■ **Exercise**
Copy, word for word, the part of the records below that starts with the line containing "the bird's dark" and runs through the end of the records. Leave the pictures out of your answer.

■ **Source material**
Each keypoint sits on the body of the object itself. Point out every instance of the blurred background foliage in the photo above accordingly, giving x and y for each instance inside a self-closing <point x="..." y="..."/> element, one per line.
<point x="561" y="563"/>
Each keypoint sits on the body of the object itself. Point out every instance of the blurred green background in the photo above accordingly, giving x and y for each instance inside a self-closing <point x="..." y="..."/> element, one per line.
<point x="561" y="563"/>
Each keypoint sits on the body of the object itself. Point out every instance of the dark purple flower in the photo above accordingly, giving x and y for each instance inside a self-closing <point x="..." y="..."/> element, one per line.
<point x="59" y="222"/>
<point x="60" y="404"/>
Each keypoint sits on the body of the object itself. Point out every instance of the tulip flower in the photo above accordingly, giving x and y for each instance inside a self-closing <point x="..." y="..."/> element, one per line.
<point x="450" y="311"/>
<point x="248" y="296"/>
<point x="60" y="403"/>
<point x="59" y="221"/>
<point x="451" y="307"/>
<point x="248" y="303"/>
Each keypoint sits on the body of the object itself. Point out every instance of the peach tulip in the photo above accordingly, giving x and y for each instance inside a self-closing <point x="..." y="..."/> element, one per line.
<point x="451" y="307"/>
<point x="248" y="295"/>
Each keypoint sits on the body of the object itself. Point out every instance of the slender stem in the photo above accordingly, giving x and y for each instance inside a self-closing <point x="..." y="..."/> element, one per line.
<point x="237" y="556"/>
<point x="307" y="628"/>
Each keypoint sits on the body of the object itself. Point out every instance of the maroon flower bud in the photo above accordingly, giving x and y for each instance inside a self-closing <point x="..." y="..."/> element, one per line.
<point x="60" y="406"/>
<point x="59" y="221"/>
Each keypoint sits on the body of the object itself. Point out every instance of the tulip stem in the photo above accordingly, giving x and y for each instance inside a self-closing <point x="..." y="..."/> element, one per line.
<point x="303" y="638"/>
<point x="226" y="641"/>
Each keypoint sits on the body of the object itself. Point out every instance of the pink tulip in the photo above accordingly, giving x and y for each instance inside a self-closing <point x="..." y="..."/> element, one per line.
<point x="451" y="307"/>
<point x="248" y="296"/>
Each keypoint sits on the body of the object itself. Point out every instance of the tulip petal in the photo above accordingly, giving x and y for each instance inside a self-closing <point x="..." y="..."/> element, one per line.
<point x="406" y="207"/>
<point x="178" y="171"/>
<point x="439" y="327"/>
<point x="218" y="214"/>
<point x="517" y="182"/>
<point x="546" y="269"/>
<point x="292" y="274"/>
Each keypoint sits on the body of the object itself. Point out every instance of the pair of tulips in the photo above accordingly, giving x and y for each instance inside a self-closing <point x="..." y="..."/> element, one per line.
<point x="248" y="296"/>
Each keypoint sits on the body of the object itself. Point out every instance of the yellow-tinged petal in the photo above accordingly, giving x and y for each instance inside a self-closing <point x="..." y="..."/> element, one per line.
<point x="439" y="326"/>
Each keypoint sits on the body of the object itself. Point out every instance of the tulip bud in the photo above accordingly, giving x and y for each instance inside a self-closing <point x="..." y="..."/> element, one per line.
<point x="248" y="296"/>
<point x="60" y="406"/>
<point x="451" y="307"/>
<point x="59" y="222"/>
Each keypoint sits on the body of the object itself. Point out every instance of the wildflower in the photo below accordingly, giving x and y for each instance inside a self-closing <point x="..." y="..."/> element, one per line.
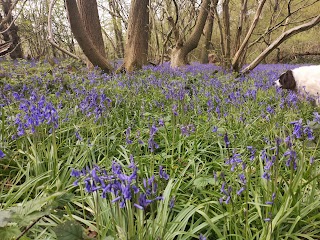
<point x="234" y="161"/>
<point x="307" y="130"/>
<point x="78" y="136"/>
<point x="316" y="117"/>
<point x="226" y="140"/>
<point x="2" y="155"/>
<point x="186" y="130"/>
<point x="128" y="131"/>
<point x="202" y="237"/>
<point x="151" y="143"/>
<point x="172" y="202"/>
<point x="240" y="190"/>
<point x="292" y="158"/>
<point x="163" y="174"/>
<point x="311" y="160"/>
<point x="252" y="152"/>
<point x="298" y="128"/>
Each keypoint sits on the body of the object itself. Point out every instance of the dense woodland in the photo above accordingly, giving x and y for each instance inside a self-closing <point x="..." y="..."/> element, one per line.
<point x="227" y="33"/>
<point x="157" y="120"/>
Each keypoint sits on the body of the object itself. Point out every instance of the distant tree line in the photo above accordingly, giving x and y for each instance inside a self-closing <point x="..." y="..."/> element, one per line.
<point x="231" y="33"/>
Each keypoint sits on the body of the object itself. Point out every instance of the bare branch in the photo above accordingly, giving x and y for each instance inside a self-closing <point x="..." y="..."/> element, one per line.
<point x="50" y="34"/>
<point x="286" y="35"/>
<point x="5" y="20"/>
<point x="235" y="60"/>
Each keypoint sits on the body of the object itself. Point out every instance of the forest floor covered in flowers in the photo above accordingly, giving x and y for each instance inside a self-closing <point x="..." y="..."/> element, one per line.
<point x="191" y="153"/>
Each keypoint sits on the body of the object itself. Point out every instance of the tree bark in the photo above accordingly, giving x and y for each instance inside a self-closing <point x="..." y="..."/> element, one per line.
<point x="208" y="33"/>
<point x="136" y="51"/>
<point x="284" y="36"/>
<point x="90" y="17"/>
<point x="227" y="32"/>
<point x="83" y="38"/>
<point x="179" y="55"/>
<point x="241" y="50"/>
<point x="11" y="34"/>
<point x="117" y="28"/>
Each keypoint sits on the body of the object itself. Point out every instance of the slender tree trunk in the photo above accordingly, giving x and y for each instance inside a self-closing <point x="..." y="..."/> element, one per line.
<point x="284" y="36"/>
<point x="84" y="39"/>
<point x="243" y="12"/>
<point x="90" y="17"/>
<point x="208" y="33"/>
<point x="136" y="51"/>
<point x="11" y="34"/>
<point x="227" y="32"/>
<point x="117" y="28"/>
<point x="179" y="55"/>
<point x="241" y="50"/>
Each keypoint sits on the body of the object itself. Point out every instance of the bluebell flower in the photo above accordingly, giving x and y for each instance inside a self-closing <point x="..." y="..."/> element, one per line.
<point x="307" y="130"/>
<point x="152" y="145"/>
<point x="234" y="161"/>
<point x="311" y="160"/>
<point x="272" y="199"/>
<point x="215" y="129"/>
<point x="292" y="157"/>
<point x="226" y="140"/>
<point x="172" y="202"/>
<point x="2" y="155"/>
<point x="252" y="152"/>
<point x="316" y="117"/>
<point x="298" y="128"/>
<point x="128" y="131"/>
<point x="202" y="237"/>
<point x="163" y="174"/>
<point x="240" y="190"/>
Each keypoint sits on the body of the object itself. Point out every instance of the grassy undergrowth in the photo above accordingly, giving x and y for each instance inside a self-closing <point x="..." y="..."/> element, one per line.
<point x="164" y="153"/>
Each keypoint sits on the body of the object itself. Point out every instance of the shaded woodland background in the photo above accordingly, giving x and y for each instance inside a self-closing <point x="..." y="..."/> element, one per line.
<point x="229" y="33"/>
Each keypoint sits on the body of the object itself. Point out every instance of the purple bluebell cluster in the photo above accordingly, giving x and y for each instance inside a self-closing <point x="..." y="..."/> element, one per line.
<point x="95" y="104"/>
<point x="2" y="155"/>
<point x="120" y="187"/>
<point x="35" y="111"/>
<point x="186" y="130"/>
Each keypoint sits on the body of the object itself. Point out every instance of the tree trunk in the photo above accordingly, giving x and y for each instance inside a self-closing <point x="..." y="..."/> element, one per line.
<point x="84" y="39"/>
<point x="179" y="55"/>
<point x="208" y="33"/>
<point x="90" y="17"/>
<point x="11" y="34"/>
<point x="241" y="50"/>
<point x="117" y="28"/>
<point x="136" y="51"/>
<point x="227" y="32"/>
<point x="286" y="35"/>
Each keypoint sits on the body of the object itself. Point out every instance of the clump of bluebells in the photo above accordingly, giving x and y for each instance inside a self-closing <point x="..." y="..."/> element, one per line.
<point x="35" y="111"/>
<point x="120" y="187"/>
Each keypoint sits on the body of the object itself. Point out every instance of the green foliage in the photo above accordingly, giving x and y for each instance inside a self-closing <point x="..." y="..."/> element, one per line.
<point x="218" y="187"/>
<point x="69" y="230"/>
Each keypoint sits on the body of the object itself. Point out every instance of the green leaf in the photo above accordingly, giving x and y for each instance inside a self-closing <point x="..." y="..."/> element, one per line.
<point x="9" y="233"/>
<point x="70" y="230"/>
<point x="62" y="200"/>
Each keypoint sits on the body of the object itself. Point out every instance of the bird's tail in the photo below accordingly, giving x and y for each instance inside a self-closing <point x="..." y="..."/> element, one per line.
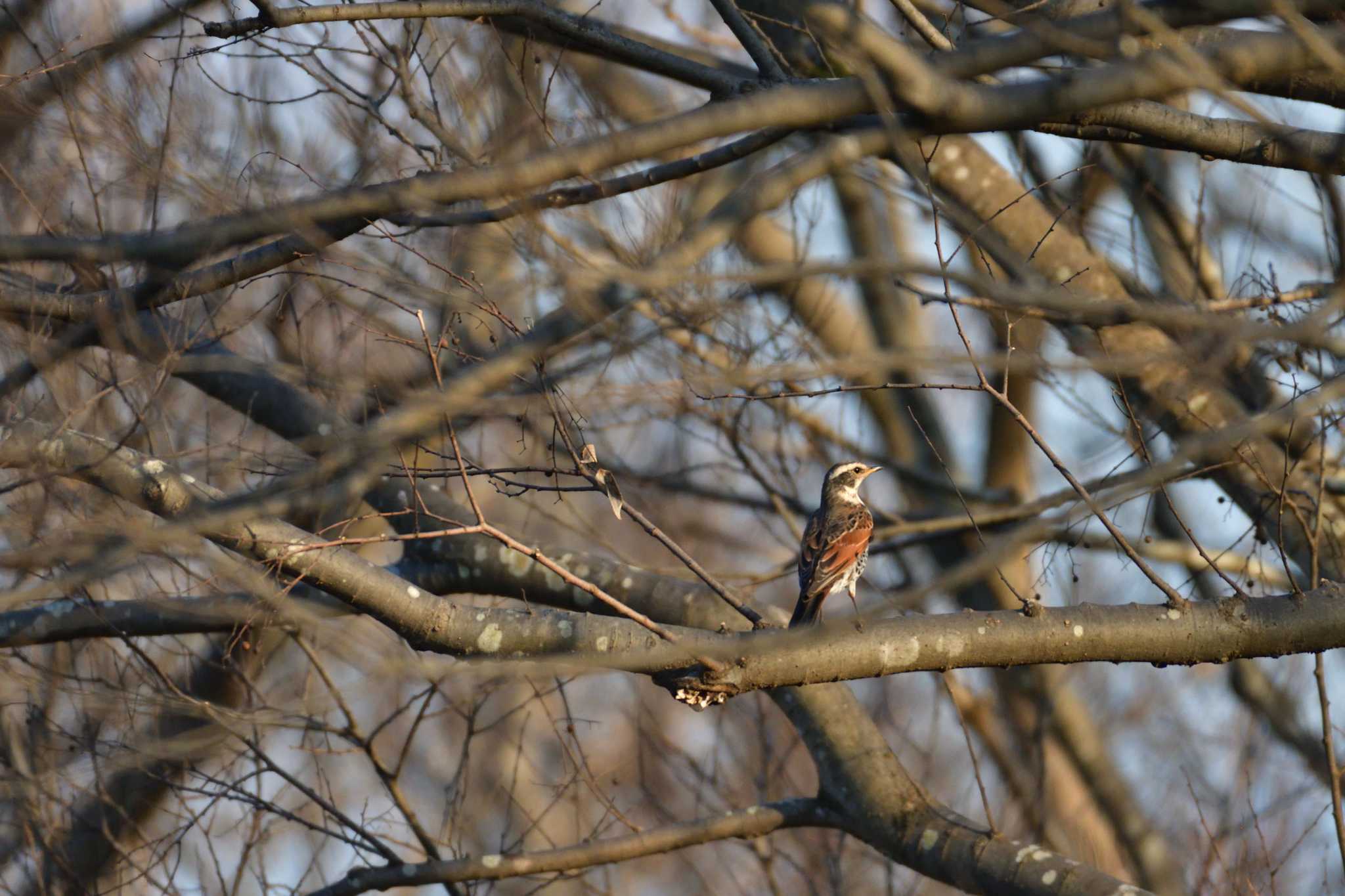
<point x="805" y="612"/>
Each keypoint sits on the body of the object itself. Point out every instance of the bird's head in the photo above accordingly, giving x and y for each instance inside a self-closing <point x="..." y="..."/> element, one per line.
<point x="843" y="481"/>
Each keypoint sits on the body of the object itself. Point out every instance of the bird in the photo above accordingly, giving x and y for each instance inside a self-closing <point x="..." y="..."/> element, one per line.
<point x="835" y="542"/>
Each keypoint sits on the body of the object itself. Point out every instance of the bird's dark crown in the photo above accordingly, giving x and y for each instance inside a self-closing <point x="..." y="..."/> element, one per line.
<point x="844" y="480"/>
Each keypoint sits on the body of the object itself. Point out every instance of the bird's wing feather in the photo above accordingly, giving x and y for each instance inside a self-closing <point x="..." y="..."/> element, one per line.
<point x="808" y="548"/>
<point x="829" y="566"/>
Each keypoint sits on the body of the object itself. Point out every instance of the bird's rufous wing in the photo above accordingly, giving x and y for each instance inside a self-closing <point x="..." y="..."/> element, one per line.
<point x="843" y="548"/>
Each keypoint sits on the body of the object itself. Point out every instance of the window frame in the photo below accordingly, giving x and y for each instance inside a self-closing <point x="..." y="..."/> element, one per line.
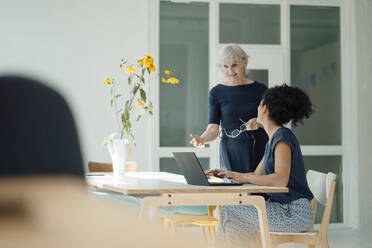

■ **Exercise solution**
Each keypoint sits on the body of the object itself. Point out every instance of the bird's dark crown in the photo above accordingly, giving x and y for each instance inside a self-closing <point x="..." y="..."/> element, one per line.
<point x="844" y="480"/>
Each keypoint sits on the body of the object itself. Point out every instance of the bird's wing feather in the photo above accordingly, giving x and y for each instance inside a self-closing <point x="..." y="..."/> element, one per line.
<point x="808" y="548"/>
<point x="829" y="566"/>
Each keypoint sits on the body of the object itself. Point out every instance of the bird's rufous wing in the photo above accordingly, giving x and y for each instance inside a self-closing <point x="..." y="..."/> element, one per line.
<point x="843" y="548"/>
Each keypoint sits on the body of the object itself. Point out every instance of the window frame in the photo below accordingly, giving x and y for each instance inside a self-closing <point x="..." y="..."/> element, one per line.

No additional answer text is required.